=== WHAT IS ASKED ===
The records are to be restated in their entirety, word for word.

=== RAW RECORDS ===
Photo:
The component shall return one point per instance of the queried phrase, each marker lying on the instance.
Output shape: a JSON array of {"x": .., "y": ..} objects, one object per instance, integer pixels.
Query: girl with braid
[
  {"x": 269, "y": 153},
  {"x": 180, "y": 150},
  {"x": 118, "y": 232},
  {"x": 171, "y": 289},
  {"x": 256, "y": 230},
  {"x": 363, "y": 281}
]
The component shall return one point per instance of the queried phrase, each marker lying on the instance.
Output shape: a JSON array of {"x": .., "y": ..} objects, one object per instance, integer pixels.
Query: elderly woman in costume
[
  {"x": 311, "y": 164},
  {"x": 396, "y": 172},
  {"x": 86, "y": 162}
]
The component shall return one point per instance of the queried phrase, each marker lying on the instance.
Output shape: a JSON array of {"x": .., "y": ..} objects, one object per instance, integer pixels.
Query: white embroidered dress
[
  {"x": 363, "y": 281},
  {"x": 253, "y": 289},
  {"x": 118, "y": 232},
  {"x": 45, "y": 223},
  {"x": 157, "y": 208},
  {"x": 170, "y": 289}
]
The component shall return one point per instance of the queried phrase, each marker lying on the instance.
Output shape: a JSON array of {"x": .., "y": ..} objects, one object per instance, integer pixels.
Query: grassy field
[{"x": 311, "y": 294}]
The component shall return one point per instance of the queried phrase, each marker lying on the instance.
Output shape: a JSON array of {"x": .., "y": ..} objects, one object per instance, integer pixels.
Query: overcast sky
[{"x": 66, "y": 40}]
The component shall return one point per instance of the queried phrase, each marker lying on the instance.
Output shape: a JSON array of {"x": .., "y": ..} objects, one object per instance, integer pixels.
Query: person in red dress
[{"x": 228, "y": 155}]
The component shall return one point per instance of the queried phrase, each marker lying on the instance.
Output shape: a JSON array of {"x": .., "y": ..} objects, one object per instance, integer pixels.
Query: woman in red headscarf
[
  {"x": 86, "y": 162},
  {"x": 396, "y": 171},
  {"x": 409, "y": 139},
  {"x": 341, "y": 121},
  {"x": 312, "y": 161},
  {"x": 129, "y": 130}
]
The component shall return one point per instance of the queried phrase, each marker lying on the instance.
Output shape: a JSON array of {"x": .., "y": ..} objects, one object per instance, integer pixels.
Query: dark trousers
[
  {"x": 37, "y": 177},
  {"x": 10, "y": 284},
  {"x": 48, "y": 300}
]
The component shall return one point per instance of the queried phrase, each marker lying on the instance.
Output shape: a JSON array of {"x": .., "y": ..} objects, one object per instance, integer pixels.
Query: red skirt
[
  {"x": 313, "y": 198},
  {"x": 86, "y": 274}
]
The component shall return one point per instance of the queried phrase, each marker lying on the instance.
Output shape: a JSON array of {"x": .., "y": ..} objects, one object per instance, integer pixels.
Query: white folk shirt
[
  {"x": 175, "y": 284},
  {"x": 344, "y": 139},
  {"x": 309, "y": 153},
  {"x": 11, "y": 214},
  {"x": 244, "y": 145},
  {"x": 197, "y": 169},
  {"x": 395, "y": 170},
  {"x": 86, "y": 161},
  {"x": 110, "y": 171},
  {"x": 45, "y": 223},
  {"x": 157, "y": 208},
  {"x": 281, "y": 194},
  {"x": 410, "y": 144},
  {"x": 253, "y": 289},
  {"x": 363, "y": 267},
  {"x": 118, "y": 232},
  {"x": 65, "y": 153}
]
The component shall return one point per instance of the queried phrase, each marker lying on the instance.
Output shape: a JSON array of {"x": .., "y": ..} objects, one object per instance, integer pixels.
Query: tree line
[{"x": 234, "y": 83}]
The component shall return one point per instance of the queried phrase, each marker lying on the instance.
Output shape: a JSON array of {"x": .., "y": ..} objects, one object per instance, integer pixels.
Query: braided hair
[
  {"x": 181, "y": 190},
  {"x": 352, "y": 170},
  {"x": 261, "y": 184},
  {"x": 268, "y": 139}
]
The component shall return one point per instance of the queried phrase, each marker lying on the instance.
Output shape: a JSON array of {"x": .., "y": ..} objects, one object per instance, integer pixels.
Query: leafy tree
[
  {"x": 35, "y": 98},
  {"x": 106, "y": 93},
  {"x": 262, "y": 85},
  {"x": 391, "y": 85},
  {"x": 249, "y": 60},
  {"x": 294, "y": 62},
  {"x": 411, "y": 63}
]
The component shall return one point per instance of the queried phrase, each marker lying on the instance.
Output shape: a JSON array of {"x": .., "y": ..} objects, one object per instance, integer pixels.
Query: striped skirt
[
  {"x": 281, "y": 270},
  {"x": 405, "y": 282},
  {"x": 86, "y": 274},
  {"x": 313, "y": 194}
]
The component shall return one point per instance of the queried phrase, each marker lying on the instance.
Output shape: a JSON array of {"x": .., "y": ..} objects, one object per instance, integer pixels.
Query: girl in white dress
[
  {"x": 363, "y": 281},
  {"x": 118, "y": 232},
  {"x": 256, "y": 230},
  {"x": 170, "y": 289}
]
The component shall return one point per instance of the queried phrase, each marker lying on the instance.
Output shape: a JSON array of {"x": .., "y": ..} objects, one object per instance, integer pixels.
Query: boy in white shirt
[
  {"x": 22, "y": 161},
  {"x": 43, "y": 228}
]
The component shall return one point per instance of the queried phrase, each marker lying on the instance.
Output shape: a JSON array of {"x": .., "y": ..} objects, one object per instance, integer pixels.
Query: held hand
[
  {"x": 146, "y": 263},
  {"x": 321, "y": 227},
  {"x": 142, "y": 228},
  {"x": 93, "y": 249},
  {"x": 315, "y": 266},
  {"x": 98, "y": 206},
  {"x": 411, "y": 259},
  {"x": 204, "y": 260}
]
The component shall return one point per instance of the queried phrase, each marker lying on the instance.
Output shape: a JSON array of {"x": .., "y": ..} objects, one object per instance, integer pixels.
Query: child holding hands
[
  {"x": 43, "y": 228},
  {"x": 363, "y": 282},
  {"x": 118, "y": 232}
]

=== RESULT BELOW ===
Photo:
The component shall return one point per instance of the queried phrase, each marker lying on the instance.
Output shape: a JSON array of {"x": .., "y": ..} objects, one object per instance, integer pixels.
Query: girl with braid
[
  {"x": 269, "y": 153},
  {"x": 180, "y": 150},
  {"x": 118, "y": 232},
  {"x": 171, "y": 289},
  {"x": 256, "y": 230},
  {"x": 363, "y": 281}
]
The component shall return one point per instance of the queried phrase, each marker lying on the instance.
Output shape: a JSON array of {"x": .., "y": ..} objects, one object per instance, integer pixels.
Query: elderly woman in costume
[
  {"x": 311, "y": 164},
  {"x": 396, "y": 172},
  {"x": 86, "y": 162}
]
The component shall return one point per instance of the queried phrase, each marker lying on the instance.
Output shape: a JSON array of {"x": .., "y": ..} objects, one object per instance, integer pixels.
Query: white embroidered dress
[
  {"x": 363, "y": 281},
  {"x": 253, "y": 289},
  {"x": 118, "y": 232},
  {"x": 45, "y": 223},
  {"x": 157, "y": 208},
  {"x": 170, "y": 289}
]
The component shall return one point per instance of the queried phrase, each marker lying on the instance.
Output shape: a JSON array of {"x": .., "y": ..} objects, one object per instance, integer pixels.
Query: grassy field
[{"x": 311, "y": 294}]
The component shall return one point per instance of the queried phrase, each marker lying on the instance.
Output shape: a JSON array of {"x": .., "y": ..} objects, one object per instance, integer pixels.
Query: overcast sky
[{"x": 66, "y": 40}]
The component shall return one point per instance of the queried phrase, each marker lying on the instance.
Output shape: a JSON array of {"x": .., "y": ..} objects, one object per instance, integer pixels.
Query: person in red dress
[{"x": 228, "y": 155}]
The component shall return one point per instance of the queried phrase, each marker lying on the instance.
Output shape: a JSON array of {"x": .., "y": ..} objects, one object per instance, integer pixels.
Query: woman in red headscarf
[
  {"x": 86, "y": 162},
  {"x": 396, "y": 171},
  {"x": 409, "y": 139},
  {"x": 341, "y": 121},
  {"x": 312, "y": 161},
  {"x": 129, "y": 130}
]
The component shall return one point per instance of the queried phrase, each marker lying on the instance.
Output shape: a JSON array of {"x": .., "y": ..} objects, one object per instance, integer pixels.
Query: dark trousers
[
  {"x": 37, "y": 177},
  {"x": 10, "y": 284},
  {"x": 48, "y": 300}
]
The component shall return one point per instance of the queried phrase, each marker lying on the instance.
Output shape: a JSON array of {"x": .., "y": ..} objects, one object per instance, integer pixels.
Query: red skirt
[
  {"x": 313, "y": 198},
  {"x": 86, "y": 274}
]
The component shall return one point per instance of the queried phrase, each marker lying on the instance.
Output shape: a JSON array of {"x": .., "y": ..} objects, one object per instance, integer pixels.
Query: white folk shirt
[
  {"x": 175, "y": 284},
  {"x": 344, "y": 139},
  {"x": 309, "y": 153},
  {"x": 11, "y": 214},
  {"x": 244, "y": 145},
  {"x": 197, "y": 169},
  {"x": 395, "y": 170},
  {"x": 86, "y": 161},
  {"x": 110, "y": 171},
  {"x": 45, "y": 223},
  {"x": 157, "y": 208},
  {"x": 281, "y": 194},
  {"x": 410, "y": 144},
  {"x": 253, "y": 289},
  {"x": 363, "y": 267},
  {"x": 118, "y": 232},
  {"x": 65, "y": 153}
]
The component shall return one point per instance of the queried phrase, each marker lying on the instance.
Output shape: a JSON array of {"x": .., "y": ..} objects, one object per instance, integer pixels.
Query: tree line
[{"x": 234, "y": 83}]
The component shall return one point per instance of the queried phrase, each marker lying on the instance.
Output shape: a JSON array of {"x": .., "y": ..} objects, one object per instance, integer pixels.
Query: braided hair
[
  {"x": 181, "y": 190},
  {"x": 352, "y": 170},
  {"x": 261, "y": 184},
  {"x": 268, "y": 139}
]
The component shall return one point per instance of the queried phrase, each marker lying on the instance.
Output shape: a JSON array of {"x": .., "y": ..} objects, one object per instance, integer pixels.
Query: leafy tree
[
  {"x": 35, "y": 98},
  {"x": 106, "y": 93},
  {"x": 262, "y": 85},
  {"x": 391, "y": 85},
  {"x": 249, "y": 60},
  {"x": 294, "y": 62},
  {"x": 411, "y": 63}
]
The component shall return one point per instance of the queried phrase, each marker lying on the instance.
Output shape: a JSON array of {"x": .., "y": ..} objects, one object per instance, integer pixels.
Query: striped skirt
[
  {"x": 281, "y": 270},
  {"x": 405, "y": 282},
  {"x": 86, "y": 274},
  {"x": 313, "y": 194}
]
The component shall return one point per instance of the queried phrase, each marker lying on the instance.
Output shape: a JSON array of {"x": .., "y": ..} objects, one object per instance, integer pixels.
Query: girl in white dress
[
  {"x": 363, "y": 281},
  {"x": 118, "y": 232},
  {"x": 256, "y": 230},
  {"x": 170, "y": 289}
]
The component shall return one point per instance of the queried phrase, each marker lying on the instance.
Output shape: a JSON array of {"x": .., "y": ..} objects, one object per instance, integer pixels.
Query: boy in white shirt
[
  {"x": 22, "y": 161},
  {"x": 43, "y": 228}
]
The component shall return one point per instance of the queried phrase, each marker lying on the instance.
Output shape: a JSON array of {"x": .., "y": ..} objects, one object per instance, integer pixels.
Query: held hand
[
  {"x": 146, "y": 263},
  {"x": 321, "y": 227},
  {"x": 142, "y": 228},
  {"x": 93, "y": 249},
  {"x": 315, "y": 266},
  {"x": 98, "y": 206},
  {"x": 411, "y": 259},
  {"x": 204, "y": 260}
]
The component shall return one point per instance of the queried phrase, each marker lying on the instance.
Output shape: a JSON array of {"x": .., "y": ..} objects, one object per instance, integer pixels.
Query: child holding hands
[
  {"x": 43, "y": 228},
  {"x": 363, "y": 282},
  {"x": 118, "y": 232}
]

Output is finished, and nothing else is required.